──────── Records for this exercise

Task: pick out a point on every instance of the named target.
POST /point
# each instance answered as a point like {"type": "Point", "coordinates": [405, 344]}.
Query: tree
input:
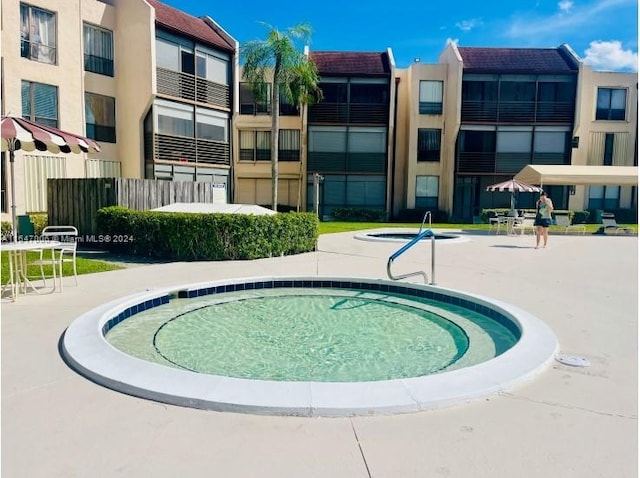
{"type": "Point", "coordinates": [295, 77]}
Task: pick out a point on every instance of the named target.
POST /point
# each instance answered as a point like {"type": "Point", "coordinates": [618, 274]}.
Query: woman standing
{"type": "Point", "coordinates": [544, 208]}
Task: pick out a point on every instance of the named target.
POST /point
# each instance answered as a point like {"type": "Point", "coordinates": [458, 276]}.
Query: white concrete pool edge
{"type": "Point", "coordinates": [87, 351]}
{"type": "Point", "coordinates": [453, 236]}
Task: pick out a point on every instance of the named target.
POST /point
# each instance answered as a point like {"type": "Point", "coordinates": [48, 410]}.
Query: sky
{"type": "Point", "coordinates": [604, 33]}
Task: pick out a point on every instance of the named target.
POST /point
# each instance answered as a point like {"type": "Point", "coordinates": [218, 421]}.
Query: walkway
{"type": "Point", "coordinates": [569, 422]}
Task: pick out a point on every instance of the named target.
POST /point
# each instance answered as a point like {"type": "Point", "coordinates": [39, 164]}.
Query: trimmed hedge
{"type": "Point", "coordinates": [206, 237]}
{"type": "Point", "coordinates": [350, 214]}
{"type": "Point", "coordinates": [417, 215]}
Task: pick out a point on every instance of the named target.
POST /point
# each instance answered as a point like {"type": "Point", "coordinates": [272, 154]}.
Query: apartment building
{"type": "Point", "coordinates": [350, 132]}
{"type": "Point", "coordinates": [480, 115]}
{"type": "Point", "coordinates": [252, 154]}
{"type": "Point", "coordinates": [151, 84]}
{"type": "Point", "coordinates": [162, 93]}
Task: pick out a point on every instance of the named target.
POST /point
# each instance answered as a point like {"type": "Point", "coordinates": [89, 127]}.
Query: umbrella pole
{"type": "Point", "coordinates": [14, 225]}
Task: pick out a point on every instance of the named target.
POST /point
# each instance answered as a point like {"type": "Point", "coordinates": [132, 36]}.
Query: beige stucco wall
{"type": "Point", "coordinates": [252, 180]}
{"type": "Point", "coordinates": [449, 71]}
{"type": "Point", "coordinates": [66, 74]}
{"type": "Point", "coordinates": [585, 125]}
{"type": "Point", "coordinates": [135, 76]}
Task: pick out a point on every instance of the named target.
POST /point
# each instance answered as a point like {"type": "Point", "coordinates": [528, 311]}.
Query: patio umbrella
{"type": "Point", "coordinates": [25, 135]}
{"type": "Point", "coordinates": [513, 186]}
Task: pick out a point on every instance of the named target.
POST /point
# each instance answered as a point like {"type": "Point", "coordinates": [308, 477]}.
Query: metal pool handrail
{"type": "Point", "coordinates": [409, 245]}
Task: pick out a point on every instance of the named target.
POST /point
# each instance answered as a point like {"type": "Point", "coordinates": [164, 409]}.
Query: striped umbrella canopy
{"type": "Point", "coordinates": [514, 186]}
{"type": "Point", "coordinates": [25, 135]}
{"type": "Point", "coordinates": [19, 134]}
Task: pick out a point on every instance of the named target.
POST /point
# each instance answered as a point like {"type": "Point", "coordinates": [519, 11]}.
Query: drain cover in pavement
{"type": "Point", "coordinates": [573, 360]}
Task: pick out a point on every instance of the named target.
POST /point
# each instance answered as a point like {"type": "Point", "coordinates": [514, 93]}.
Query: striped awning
{"type": "Point", "coordinates": [514, 185]}
{"type": "Point", "coordinates": [25, 135]}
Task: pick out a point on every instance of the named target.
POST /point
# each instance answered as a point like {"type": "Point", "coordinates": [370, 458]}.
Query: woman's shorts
{"type": "Point", "coordinates": [541, 221]}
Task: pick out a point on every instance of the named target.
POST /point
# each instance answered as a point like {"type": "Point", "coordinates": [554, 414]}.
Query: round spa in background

────────────────

_Exercise instructions_: Repeat the listing word for word, and skip every picture it contains.

_Reply to the exercise_:
Task: pick out a point on every instance of the named target.
POST /point
# each instance answered as a point like {"type": "Point", "coordinates": [405, 344]}.
Query: tree
input:
{"type": "Point", "coordinates": [295, 77]}
Task: pick out a point on every instance of the named target.
POST /point
# each instance answered as a point like {"type": "Point", "coordinates": [618, 274]}.
Query: woman standing
{"type": "Point", "coordinates": [544, 208]}
Task: pick out a point on every instance of the named target.
POST /point
# each instance answered as a point like {"type": "Point", "coordinates": [458, 276]}.
Query: white concrete pool edge
{"type": "Point", "coordinates": [87, 351]}
{"type": "Point", "coordinates": [453, 236]}
Task: pick out a point on every instance of the named target.
POST /point
# each instance answered as a point like {"type": "Point", "coordinates": [48, 410]}.
Query: sky
{"type": "Point", "coordinates": [604, 33]}
Task: pick out a point on every instance of the named target.
POST /point
# each instance answered as a point like {"type": "Point", "coordinates": [218, 421]}.
Query: walkway
{"type": "Point", "coordinates": [569, 422]}
Task: pick out a point on every instance of the named target.
POST /point
# each instance answered as a point like {"type": "Point", "coordinates": [39, 164]}.
Query: trimmed hedge
{"type": "Point", "coordinates": [206, 237]}
{"type": "Point", "coordinates": [350, 214]}
{"type": "Point", "coordinates": [417, 215]}
Task: pick out a point on every instance of the named target.
POST /point
# each instance answered as a point like {"type": "Point", "coordinates": [272, 154]}.
Query: apartment building
{"type": "Point", "coordinates": [350, 132]}
{"type": "Point", "coordinates": [480, 115]}
{"type": "Point", "coordinates": [252, 154]}
{"type": "Point", "coordinates": [151, 84]}
{"type": "Point", "coordinates": [162, 93]}
Task: pick out a point on every instance of the named target.
POST /point
# each instance answered as a point like {"type": "Point", "coordinates": [89, 127]}.
Query: umbrella pole
{"type": "Point", "coordinates": [14, 225]}
Task: pick out a point on every instance of the named target.
POST /point
# each instance answered as a point like {"type": "Point", "coordinates": [132, 36]}.
Query: beige stucco wall
{"type": "Point", "coordinates": [252, 180]}
{"type": "Point", "coordinates": [449, 71]}
{"type": "Point", "coordinates": [66, 74]}
{"type": "Point", "coordinates": [585, 125]}
{"type": "Point", "coordinates": [135, 76]}
Task: pick out a point on every instance of the named target.
POST /point
# each instance answered as a point like {"type": "Point", "coordinates": [528, 311]}.
Query: patio umbrella
{"type": "Point", "coordinates": [25, 135]}
{"type": "Point", "coordinates": [513, 186]}
Task: pick out a point on every instance of the named target.
POST /point
# each instance answered as a point like {"type": "Point", "coordinates": [308, 477]}.
Query: metal pool handrail
{"type": "Point", "coordinates": [409, 245]}
Task: pick out a point on every instance of the named target.
POST /point
# each instance answered as a point like {"type": "Point", "coordinates": [164, 409]}.
Query: striped umbrella canopy
{"type": "Point", "coordinates": [514, 186]}
{"type": "Point", "coordinates": [25, 135]}
{"type": "Point", "coordinates": [19, 134]}
Task: pick out a point on every instance of the named target.
POST /point
# each instance answered as a point like {"type": "Point", "coordinates": [519, 11]}.
Query: drain cover in pavement
{"type": "Point", "coordinates": [573, 360]}
Task: pick out a point on every instance of the named target.
POST /point
# each instance answered as a point like {"type": "Point", "coordinates": [514, 93]}.
Query: striped awning
{"type": "Point", "coordinates": [514, 185]}
{"type": "Point", "coordinates": [25, 135]}
Task: pick out a point on every instance of the named target.
POST /point
# each instance answered as a point like {"type": "Point", "coordinates": [370, 458]}.
Query: woman's shorts
{"type": "Point", "coordinates": [541, 221]}
Task: pick out a point on every instance of the named target.
POST /point
# each instance answered as a point like {"type": "Point", "coordinates": [554, 414]}.
Query: round spa in background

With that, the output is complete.